The request: Reproduce the data below, substituting "enclosing rectangle" for every occurrence of "bounding box" and leaving all other text unchanged. Omit the pictures from your answer.

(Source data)
::::::::

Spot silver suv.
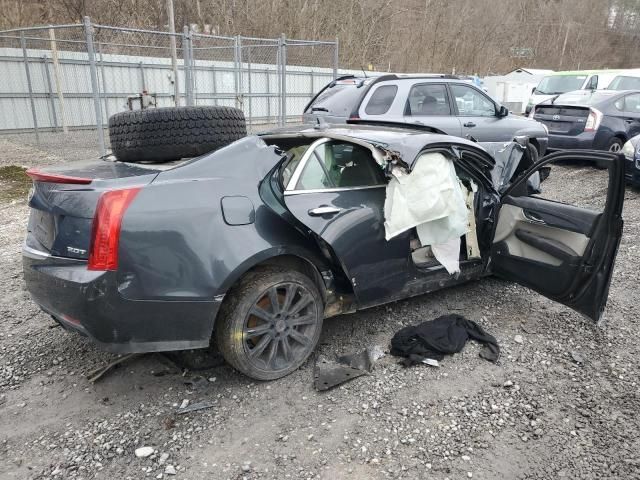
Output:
[303,74,548,155]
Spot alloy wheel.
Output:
[242,282,319,372]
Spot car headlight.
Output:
[621,140,636,160]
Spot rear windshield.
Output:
[607,75,640,90]
[536,75,587,95]
[306,81,364,117]
[553,90,620,106]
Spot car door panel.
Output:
[491,151,624,321]
[503,195,600,235]
[285,187,410,307]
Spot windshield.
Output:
[306,81,363,117]
[607,75,640,90]
[534,75,587,95]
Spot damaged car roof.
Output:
[260,124,493,170]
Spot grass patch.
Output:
[0,165,32,202]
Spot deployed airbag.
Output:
[384,152,469,273]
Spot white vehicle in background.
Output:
[607,68,640,90]
[524,70,625,115]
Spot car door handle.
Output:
[307,206,342,217]
[524,210,547,224]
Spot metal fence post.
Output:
[233,35,242,109]
[20,31,40,146]
[84,17,106,157]
[333,37,340,80]
[49,28,69,133]
[42,56,58,130]
[182,25,193,106]
[279,33,287,126]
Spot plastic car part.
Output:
[313,357,367,391]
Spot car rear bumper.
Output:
[548,132,599,150]
[22,245,222,353]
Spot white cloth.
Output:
[384,153,469,273]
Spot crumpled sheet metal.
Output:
[313,357,367,392]
[313,345,385,391]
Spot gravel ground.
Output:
[0,137,640,480]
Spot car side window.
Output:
[295,142,386,190]
[451,85,496,117]
[364,85,398,115]
[405,83,451,115]
[624,93,640,115]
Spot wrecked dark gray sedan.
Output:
[23,125,624,380]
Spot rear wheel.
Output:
[607,137,623,153]
[214,267,324,380]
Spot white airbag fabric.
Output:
[384,153,468,273]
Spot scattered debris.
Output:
[87,353,142,383]
[420,358,440,367]
[176,400,215,415]
[313,357,367,391]
[136,447,155,458]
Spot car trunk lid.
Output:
[25,161,160,260]
[533,105,590,136]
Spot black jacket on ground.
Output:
[391,314,500,366]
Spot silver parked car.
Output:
[303,74,548,156]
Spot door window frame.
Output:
[284,137,387,195]
[403,82,457,117]
[446,82,498,118]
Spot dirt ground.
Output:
[0,137,640,480]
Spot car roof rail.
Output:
[347,118,448,135]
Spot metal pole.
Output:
[140,62,147,92]
[233,35,242,108]
[97,43,111,118]
[167,0,184,107]
[20,31,40,146]
[42,56,58,130]
[280,33,287,127]
[247,46,253,124]
[333,37,340,80]
[49,28,69,133]
[182,25,193,106]
[84,17,106,157]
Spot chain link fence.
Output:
[0,17,338,158]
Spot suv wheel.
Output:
[214,267,324,380]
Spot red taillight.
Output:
[26,168,91,185]
[584,108,602,132]
[88,187,140,270]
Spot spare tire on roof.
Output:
[109,106,247,162]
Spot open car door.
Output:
[490,150,625,321]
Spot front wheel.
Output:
[214,267,324,380]
[607,137,622,153]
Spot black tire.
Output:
[607,137,624,153]
[214,267,324,380]
[109,106,247,162]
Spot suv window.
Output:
[451,85,496,117]
[295,142,386,190]
[624,93,640,115]
[364,85,398,115]
[406,83,451,115]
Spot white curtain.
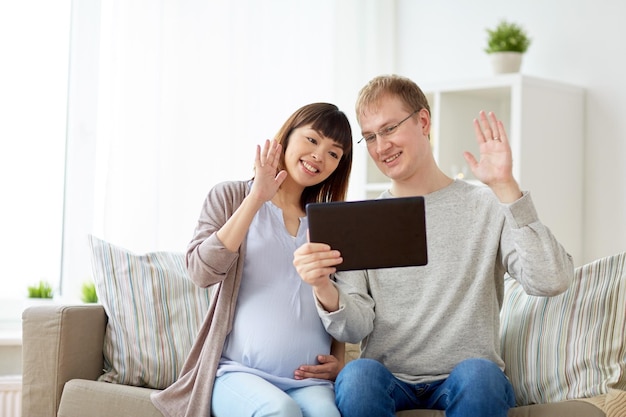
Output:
[63,0,395,296]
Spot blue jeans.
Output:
[211,372,340,417]
[335,359,515,417]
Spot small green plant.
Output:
[485,20,530,54]
[28,280,52,298]
[81,282,98,303]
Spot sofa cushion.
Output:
[501,253,626,405]
[89,236,210,389]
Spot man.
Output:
[294,75,574,417]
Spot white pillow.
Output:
[89,235,210,389]
[501,253,626,405]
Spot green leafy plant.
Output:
[81,282,98,303]
[28,280,53,298]
[485,20,531,54]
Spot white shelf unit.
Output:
[364,74,585,264]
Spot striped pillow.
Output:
[501,253,626,405]
[89,236,210,389]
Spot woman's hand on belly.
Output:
[293,355,343,381]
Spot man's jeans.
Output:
[335,359,515,417]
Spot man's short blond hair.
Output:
[355,74,430,122]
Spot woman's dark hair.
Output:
[275,103,352,209]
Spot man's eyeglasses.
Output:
[357,110,419,145]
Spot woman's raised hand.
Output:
[250,139,287,201]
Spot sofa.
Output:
[22,239,626,417]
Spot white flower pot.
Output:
[489,52,523,74]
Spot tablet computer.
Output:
[306,197,428,271]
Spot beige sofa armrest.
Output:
[22,304,107,417]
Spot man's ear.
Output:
[417,109,430,138]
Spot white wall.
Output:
[396,0,626,264]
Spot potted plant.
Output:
[27,280,53,299]
[80,281,98,303]
[485,20,531,74]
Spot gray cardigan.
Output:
[151,181,249,417]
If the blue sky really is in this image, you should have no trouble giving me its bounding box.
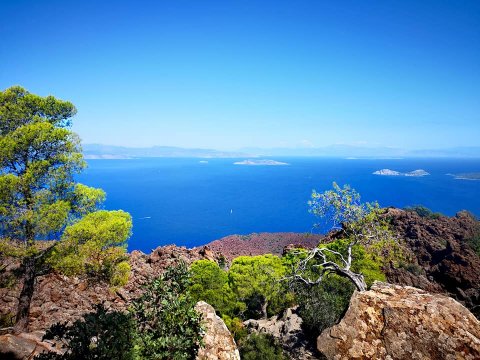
[0,0,480,150]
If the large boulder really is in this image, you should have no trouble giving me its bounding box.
[195,301,240,360]
[243,308,317,360]
[317,282,480,360]
[0,331,58,360]
[385,208,480,317]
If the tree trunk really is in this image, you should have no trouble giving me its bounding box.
[339,270,367,291]
[13,256,37,333]
[262,300,268,319]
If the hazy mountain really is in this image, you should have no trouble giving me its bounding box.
[83,144,480,159]
[83,144,251,159]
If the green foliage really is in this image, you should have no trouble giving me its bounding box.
[228,254,292,318]
[47,210,132,286]
[405,205,443,219]
[190,260,247,317]
[292,183,404,291]
[35,304,135,360]
[0,86,131,330]
[239,334,288,360]
[0,312,15,328]
[131,263,203,360]
[324,239,387,286]
[0,86,85,242]
[222,316,248,344]
[295,274,354,340]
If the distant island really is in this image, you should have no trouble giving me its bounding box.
[447,172,480,180]
[373,169,430,177]
[233,160,290,166]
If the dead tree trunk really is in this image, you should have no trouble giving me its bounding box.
[13,256,37,333]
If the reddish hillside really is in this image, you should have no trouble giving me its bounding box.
[199,233,323,261]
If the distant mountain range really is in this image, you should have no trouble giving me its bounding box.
[83,144,246,159]
[83,144,480,159]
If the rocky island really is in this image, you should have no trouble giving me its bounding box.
[447,172,480,180]
[373,169,430,177]
[233,160,290,166]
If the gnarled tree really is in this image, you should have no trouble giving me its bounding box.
[0,86,131,331]
[291,183,401,291]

::::::::

Finished answer:
Spot silver suv.
Output:
[303,74,548,155]
Spot alloy wheel.
Output:
[242,282,319,372]
Spot car headlight.
Output:
[621,140,636,160]
Spot rear windshield.
Output:
[607,75,640,90]
[536,75,587,95]
[306,81,364,117]
[553,90,620,106]
Spot car door panel.
Output:
[491,151,624,321]
[503,195,600,235]
[285,187,410,307]
Spot windshield.
Output:
[306,81,363,117]
[607,75,640,90]
[534,75,587,95]
Spot damaged car roof.
Output:
[260,124,493,170]
Spot grass patch.
Output:
[0,165,32,202]
Spot deployed airbag.
Output:
[384,152,469,273]
Spot white vehicle in background.
Output:
[607,68,640,90]
[524,70,625,115]
Spot car door handle.
Output:
[307,206,342,217]
[524,210,547,224]
Spot metal fence post.
Output:
[233,35,242,109]
[20,31,40,146]
[84,17,106,157]
[333,37,340,80]
[49,28,69,133]
[42,56,58,130]
[182,25,193,106]
[279,33,287,126]
Spot plastic car part.
Output:
[313,357,367,391]
Spot car rear bumper.
Output:
[548,132,599,150]
[22,245,222,353]
Spot white cloth.
Output:
[384,153,469,273]
Spot crumpled sheet metal.
Output:
[313,357,367,392]
[313,345,385,391]
Spot gravel ground.
Output:
[0,137,640,480]
Spot car side window.
Output:
[295,142,386,190]
[451,85,496,117]
[364,85,398,115]
[405,83,451,115]
[624,93,640,115]
Spot wrecked dark gray sedan.
Output:
[23,125,624,380]
Spot rear wheel.
Output:
[607,137,623,153]
[214,267,324,380]
Spot white airbag fabric.
Output:
[384,153,468,273]
Spot scattered debris.
Output:
[87,353,142,383]
[420,358,440,367]
[176,400,215,415]
[313,357,367,391]
[136,447,155,458]
Spot car trunk lid.
Output:
[25,161,160,260]
[533,105,590,136]
Spot black jacket on ground.
Output:
[391,314,500,366]
Spot silver parked car.
Output:
[303,74,548,156]
Spot door window frame.
Output:
[284,137,387,195]
[403,82,457,117]
[446,82,498,118]
Spot dirt ground.
Output:
[0,137,640,480]
Spot car roof rail.
Output:
[347,118,448,135]
Spot metal pole.
Output:
[140,62,147,92]
[233,35,242,108]
[97,43,111,118]
[167,0,184,107]
[20,31,40,146]
[42,56,58,130]
[280,33,287,127]
[247,46,253,124]
[333,37,340,80]
[49,28,69,133]
[182,25,193,106]
[84,17,106,157]
Spot chain link fence.
Output:
[0,17,338,158]
Spot suv wheel.
Output:
[214,267,324,380]
Spot red taillight.
Output:
[26,168,91,185]
[584,108,602,132]
[88,187,140,270]
Spot spare tire on roof.
Output:
[109,106,247,162]
Spot open car door.
Output:
[490,150,625,321]
Spot front wheel.
Output:
[214,267,324,380]
[607,137,622,153]
Spot black tire.
Output:
[607,137,624,153]
[214,267,324,380]
[109,106,247,162]
Spot suv window.
Output:
[451,85,496,117]
[295,142,386,190]
[624,93,640,115]
[364,85,398,115]
[406,83,451,115]
Spot white curtain.
Output:
[63,0,395,296]
Spot blue jeans.
Output:
[211,372,340,417]
[335,359,515,417]
Spot small green plant.
Output:
[485,20,530,54]
[28,280,52,298]
[81,282,98,303]
Spot sofa cushion.
Output:
[501,253,626,405]
[89,236,210,389]
Spot man.
Output:
[294,75,574,417]
Spot white pillow.
Output:
[89,235,210,389]
[501,253,626,405]
Spot green leafy plant.
Output:
[81,282,98,303]
[28,280,53,298]
[485,20,531,54]
Spot white shelf unit.
Output:
[364,74,585,264]
Spot striped pillow.
Output:
[501,253,626,405]
[89,236,210,389]
Spot woman's hand on belly.
Output:
[293,355,343,381]
Spot man's jeans.
Output:
[335,359,515,417]
Spot man's short blond hair.
Output:
[355,74,430,122]
Spot woman's dark hair.
Output:
[275,103,352,209]
Spot man's eyeglasses.
Output:
[357,110,419,145]
Spot woman's raised hand.
Output:
[250,139,287,201]
Spot sofa.
Output:
[22,239,626,417]
Spot white flower pot.
Output:
[489,52,523,74]
Spot tablet computer.
Output:
[306,197,428,271]
Spot beige sofa armrest.
Output:
[22,304,107,417]
Spot man's ear.
Output:
[417,109,430,138]
Spot white wall.
Output:
[396,0,626,264]
Spot potted plant.
Output:
[27,280,53,299]
[80,281,98,303]
[485,20,531,74]
Spot gray cardigan.
Output:
[151,181,249,417]
If the blue sky really is in this image, you should have no trouble giving me its enclosing rectangle.
[0,0,480,150]
If the large boulder really is in this image, you should have no trouble giving me its enclosing rectangle.
[195,301,240,360]
[243,308,317,360]
[317,282,480,360]
[0,331,58,360]
[385,208,480,317]
If the tree trunk really is in this image, you should have no trouble giving me its enclosing rectangle.
[339,270,367,291]
[13,256,37,333]
[262,300,268,319]
If the hazy mountain really is in this image, you should have no trouble giving me its enclosing rectangle.
[83,144,480,159]
[83,144,251,159]
If the green foliage really is in this image, you should have no trouble giving me its enclosing rectangle.
[228,254,292,318]
[47,210,132,286]
[405,205,443,219]
[190,260,247,317]
[292,183,404,291]
[35,304,135,360]
[0,86,131,330]
[239,334,288,360]
[0,312,15,328]
[131,263,203,360]
[324,239,387,286]
[0,86,85,242]
[222,316,248,344]
[295,274,354,340]
If the distant island really is in this image, you should have no trouble giving me its enclosing rectangle.
[447,172,480,180]
[373,169,430,177]
[233,160,290,166]
If the dead tree trunk really is in this image, you should have no trouble giving me its enclosing rectangle.
[13,256,37,333]
If the reddish hillside really is in this image, you should have no trouble giving me its enclosing rectangle.
[199,233,323,261]
If the distant mountain range really is in this image, you should have no trouble giving me its enclosing rectangle.
[83,144,246,159]
[83,144,480,159]
If the rocky island really is in this image, you should have no trouble giving me its enclosing rectangle.
[447,172,480,180]
[373,169,430,177]
[233,160,290,166]
If the gnarled tree really is in this image, you should have no trouble giving me its enclosing rectangle.
[0,86,131,331]
[291,183,401,291]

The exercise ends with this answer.